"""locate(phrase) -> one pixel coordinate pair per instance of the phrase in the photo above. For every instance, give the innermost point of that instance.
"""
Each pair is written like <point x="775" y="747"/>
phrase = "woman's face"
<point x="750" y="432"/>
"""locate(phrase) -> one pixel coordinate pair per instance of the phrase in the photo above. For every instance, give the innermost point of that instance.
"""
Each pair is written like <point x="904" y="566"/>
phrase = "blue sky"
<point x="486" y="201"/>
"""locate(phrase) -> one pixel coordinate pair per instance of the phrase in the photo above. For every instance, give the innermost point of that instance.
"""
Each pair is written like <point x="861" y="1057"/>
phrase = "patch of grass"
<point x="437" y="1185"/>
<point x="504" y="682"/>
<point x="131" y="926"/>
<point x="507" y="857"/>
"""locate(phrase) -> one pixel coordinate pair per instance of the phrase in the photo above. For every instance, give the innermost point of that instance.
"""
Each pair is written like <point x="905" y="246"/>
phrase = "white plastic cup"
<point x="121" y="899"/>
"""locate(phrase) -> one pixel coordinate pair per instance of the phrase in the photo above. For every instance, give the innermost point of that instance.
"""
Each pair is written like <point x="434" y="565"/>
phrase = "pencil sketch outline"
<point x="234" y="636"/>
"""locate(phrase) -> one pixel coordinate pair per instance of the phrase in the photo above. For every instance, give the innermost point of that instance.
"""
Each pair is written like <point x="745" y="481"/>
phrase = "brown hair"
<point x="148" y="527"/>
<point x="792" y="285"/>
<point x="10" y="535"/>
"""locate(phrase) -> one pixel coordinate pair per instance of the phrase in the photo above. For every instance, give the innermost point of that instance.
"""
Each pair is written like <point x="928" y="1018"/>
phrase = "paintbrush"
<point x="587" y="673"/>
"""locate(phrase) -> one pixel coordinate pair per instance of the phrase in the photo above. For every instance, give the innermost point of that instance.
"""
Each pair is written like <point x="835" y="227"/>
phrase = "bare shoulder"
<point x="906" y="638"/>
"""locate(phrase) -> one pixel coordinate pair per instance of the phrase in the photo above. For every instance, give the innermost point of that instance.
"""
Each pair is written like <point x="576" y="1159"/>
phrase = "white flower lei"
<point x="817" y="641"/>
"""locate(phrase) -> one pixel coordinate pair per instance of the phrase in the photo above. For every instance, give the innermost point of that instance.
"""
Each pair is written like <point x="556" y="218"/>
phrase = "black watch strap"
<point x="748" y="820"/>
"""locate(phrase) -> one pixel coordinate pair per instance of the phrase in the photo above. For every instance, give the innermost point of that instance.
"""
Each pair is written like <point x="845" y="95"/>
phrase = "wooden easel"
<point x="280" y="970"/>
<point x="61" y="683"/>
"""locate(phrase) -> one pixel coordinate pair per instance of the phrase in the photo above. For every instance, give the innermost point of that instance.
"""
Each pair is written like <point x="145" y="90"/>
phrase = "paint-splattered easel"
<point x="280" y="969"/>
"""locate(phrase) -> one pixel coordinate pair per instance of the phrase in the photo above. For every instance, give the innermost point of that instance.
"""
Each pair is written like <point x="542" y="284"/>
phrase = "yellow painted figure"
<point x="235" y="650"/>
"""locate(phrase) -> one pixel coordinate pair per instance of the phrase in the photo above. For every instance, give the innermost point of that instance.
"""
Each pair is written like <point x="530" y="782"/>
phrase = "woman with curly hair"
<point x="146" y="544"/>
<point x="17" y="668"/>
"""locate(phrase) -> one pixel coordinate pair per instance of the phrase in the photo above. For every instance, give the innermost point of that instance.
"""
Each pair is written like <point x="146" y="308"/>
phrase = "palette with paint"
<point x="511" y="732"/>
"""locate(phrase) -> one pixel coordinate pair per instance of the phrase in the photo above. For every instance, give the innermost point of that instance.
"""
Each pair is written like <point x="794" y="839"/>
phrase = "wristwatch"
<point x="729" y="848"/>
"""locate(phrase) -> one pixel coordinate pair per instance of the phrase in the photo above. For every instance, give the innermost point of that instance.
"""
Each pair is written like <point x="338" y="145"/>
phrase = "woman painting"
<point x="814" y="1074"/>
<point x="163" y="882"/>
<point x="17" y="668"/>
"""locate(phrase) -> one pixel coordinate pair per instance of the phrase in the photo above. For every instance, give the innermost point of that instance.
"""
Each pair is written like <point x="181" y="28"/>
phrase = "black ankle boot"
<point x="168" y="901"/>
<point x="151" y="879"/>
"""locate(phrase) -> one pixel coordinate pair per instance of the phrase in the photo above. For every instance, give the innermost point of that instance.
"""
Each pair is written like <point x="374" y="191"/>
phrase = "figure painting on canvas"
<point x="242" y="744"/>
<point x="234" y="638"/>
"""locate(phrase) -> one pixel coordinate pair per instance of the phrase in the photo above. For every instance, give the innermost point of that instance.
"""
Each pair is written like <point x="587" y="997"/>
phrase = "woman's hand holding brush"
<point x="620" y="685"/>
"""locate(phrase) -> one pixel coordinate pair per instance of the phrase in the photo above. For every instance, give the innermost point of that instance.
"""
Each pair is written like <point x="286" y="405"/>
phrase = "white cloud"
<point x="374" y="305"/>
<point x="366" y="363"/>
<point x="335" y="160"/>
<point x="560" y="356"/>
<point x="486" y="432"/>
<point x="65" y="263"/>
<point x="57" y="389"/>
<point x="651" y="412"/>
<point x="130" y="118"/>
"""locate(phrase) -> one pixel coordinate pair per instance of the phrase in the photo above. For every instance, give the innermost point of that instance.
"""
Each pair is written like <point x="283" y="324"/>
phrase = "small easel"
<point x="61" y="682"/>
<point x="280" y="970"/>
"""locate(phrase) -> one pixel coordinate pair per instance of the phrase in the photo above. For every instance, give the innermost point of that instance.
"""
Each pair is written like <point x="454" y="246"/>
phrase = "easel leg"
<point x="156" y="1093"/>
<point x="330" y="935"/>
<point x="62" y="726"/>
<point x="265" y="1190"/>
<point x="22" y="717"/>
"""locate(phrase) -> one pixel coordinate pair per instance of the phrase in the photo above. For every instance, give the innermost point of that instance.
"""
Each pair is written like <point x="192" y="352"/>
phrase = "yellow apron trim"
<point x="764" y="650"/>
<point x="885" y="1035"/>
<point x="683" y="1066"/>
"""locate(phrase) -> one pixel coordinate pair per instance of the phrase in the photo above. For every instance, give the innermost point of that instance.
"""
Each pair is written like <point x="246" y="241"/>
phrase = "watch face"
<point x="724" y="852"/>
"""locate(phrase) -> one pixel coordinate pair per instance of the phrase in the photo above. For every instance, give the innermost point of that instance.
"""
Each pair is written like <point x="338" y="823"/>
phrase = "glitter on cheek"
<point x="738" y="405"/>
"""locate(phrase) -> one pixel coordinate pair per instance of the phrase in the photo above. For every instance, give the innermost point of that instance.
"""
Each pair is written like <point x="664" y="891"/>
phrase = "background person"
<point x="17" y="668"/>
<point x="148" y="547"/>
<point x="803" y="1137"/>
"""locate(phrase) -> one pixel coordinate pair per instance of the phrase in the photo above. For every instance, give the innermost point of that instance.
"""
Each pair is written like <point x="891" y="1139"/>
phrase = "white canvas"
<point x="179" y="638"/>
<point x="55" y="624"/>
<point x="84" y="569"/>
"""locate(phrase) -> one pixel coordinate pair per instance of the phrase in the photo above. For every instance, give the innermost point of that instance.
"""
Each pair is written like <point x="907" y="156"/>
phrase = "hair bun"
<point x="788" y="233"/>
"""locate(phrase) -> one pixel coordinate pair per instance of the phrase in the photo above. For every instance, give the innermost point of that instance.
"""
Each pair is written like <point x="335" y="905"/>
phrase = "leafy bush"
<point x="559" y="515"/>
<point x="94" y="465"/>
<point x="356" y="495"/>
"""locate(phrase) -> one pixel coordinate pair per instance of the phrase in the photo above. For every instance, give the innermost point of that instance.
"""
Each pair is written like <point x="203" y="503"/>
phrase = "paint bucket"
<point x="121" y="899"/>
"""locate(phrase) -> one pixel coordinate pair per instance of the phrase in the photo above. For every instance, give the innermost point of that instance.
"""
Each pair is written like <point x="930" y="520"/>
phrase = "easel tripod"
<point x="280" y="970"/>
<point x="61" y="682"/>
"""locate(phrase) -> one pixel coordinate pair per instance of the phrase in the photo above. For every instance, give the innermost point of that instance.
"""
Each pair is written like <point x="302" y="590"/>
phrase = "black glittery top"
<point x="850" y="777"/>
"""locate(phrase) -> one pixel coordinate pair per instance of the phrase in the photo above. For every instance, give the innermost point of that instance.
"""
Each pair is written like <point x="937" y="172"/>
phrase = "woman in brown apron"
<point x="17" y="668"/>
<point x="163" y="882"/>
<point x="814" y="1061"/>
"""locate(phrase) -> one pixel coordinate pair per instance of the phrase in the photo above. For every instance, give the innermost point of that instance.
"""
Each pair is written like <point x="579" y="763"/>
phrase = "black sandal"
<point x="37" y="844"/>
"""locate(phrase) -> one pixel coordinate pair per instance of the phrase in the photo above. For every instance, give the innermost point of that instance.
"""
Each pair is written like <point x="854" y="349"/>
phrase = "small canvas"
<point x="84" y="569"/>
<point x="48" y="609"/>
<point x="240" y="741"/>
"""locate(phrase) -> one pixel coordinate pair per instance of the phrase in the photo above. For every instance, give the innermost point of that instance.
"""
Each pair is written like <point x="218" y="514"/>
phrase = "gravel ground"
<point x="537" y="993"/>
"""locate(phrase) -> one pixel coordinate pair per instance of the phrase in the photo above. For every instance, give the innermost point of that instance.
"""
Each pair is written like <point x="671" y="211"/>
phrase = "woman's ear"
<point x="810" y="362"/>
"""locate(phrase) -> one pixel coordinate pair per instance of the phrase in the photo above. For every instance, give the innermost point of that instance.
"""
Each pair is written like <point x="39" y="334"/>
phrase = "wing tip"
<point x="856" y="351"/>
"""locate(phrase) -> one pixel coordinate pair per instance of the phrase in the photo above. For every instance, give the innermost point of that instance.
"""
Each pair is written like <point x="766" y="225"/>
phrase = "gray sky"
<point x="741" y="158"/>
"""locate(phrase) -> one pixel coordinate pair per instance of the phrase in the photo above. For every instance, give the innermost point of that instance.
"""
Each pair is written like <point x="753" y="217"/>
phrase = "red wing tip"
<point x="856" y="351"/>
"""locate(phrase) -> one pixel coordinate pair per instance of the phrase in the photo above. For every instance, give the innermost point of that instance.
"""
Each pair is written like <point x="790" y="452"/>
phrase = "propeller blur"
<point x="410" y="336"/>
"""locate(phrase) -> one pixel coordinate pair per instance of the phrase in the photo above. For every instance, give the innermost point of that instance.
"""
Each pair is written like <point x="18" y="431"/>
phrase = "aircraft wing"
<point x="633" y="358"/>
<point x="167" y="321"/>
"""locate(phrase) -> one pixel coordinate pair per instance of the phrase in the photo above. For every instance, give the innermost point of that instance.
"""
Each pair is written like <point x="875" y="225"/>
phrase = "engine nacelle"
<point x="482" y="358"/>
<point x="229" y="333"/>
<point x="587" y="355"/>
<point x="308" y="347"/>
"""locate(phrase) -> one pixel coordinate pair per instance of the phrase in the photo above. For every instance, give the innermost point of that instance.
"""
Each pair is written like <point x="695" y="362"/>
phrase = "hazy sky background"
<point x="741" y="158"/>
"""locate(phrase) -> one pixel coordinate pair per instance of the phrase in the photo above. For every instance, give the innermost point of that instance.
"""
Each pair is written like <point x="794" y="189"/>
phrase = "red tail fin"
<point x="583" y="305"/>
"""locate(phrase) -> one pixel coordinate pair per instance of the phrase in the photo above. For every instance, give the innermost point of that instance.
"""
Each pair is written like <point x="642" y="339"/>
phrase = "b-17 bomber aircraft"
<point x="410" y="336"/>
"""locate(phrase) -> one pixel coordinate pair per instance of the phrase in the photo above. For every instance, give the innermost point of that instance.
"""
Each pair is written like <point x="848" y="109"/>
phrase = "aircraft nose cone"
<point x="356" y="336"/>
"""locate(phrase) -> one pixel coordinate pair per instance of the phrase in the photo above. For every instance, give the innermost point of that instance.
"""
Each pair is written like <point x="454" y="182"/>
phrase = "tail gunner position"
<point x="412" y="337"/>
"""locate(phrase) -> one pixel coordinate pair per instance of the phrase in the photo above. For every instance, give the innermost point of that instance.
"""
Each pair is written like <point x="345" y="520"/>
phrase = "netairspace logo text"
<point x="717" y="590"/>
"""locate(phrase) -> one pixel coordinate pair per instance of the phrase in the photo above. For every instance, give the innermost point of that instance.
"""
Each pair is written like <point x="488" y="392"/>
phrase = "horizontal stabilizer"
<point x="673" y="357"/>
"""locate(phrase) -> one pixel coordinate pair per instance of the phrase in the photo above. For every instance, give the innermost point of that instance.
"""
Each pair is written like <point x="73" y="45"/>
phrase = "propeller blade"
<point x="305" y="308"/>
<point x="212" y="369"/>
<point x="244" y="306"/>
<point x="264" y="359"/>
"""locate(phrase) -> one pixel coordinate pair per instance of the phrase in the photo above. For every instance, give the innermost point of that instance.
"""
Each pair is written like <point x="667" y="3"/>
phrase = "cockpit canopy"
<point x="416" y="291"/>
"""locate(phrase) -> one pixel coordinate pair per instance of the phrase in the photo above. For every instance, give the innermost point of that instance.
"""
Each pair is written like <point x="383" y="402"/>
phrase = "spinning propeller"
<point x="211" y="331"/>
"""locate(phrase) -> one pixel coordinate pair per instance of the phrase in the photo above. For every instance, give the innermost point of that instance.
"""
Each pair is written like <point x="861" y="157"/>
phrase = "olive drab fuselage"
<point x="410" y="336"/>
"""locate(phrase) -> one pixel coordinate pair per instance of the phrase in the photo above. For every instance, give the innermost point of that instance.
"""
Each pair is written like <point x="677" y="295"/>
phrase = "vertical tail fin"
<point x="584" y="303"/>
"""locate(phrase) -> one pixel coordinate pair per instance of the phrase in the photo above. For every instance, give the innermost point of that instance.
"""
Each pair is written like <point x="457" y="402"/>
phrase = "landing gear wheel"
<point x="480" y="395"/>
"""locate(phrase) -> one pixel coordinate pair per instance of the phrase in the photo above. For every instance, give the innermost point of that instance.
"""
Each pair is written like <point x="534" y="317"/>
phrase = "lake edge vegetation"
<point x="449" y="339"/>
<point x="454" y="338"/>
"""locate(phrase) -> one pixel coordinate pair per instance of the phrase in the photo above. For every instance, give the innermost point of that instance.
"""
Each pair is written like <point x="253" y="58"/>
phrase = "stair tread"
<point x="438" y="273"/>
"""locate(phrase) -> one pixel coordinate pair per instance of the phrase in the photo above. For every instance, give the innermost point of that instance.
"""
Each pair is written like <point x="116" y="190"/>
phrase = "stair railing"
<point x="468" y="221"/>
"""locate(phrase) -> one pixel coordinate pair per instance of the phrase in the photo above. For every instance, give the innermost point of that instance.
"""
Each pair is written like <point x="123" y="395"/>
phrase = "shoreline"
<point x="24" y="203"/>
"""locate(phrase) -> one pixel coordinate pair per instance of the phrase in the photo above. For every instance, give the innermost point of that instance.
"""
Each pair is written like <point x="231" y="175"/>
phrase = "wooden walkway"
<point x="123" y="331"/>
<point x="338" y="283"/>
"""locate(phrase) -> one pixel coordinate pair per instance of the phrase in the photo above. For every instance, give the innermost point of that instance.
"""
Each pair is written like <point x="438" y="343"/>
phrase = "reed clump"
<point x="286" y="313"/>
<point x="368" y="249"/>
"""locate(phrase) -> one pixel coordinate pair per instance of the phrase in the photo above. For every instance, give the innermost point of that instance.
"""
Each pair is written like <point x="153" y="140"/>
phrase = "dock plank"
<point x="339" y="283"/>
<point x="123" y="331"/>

**Aim**
Please sift the rows above and copy out every line containing the word "with". Uppercase and lowercase letters count as different.

**Written answer**
phrase = "woman with curly hair"
phrase = "palette with paint"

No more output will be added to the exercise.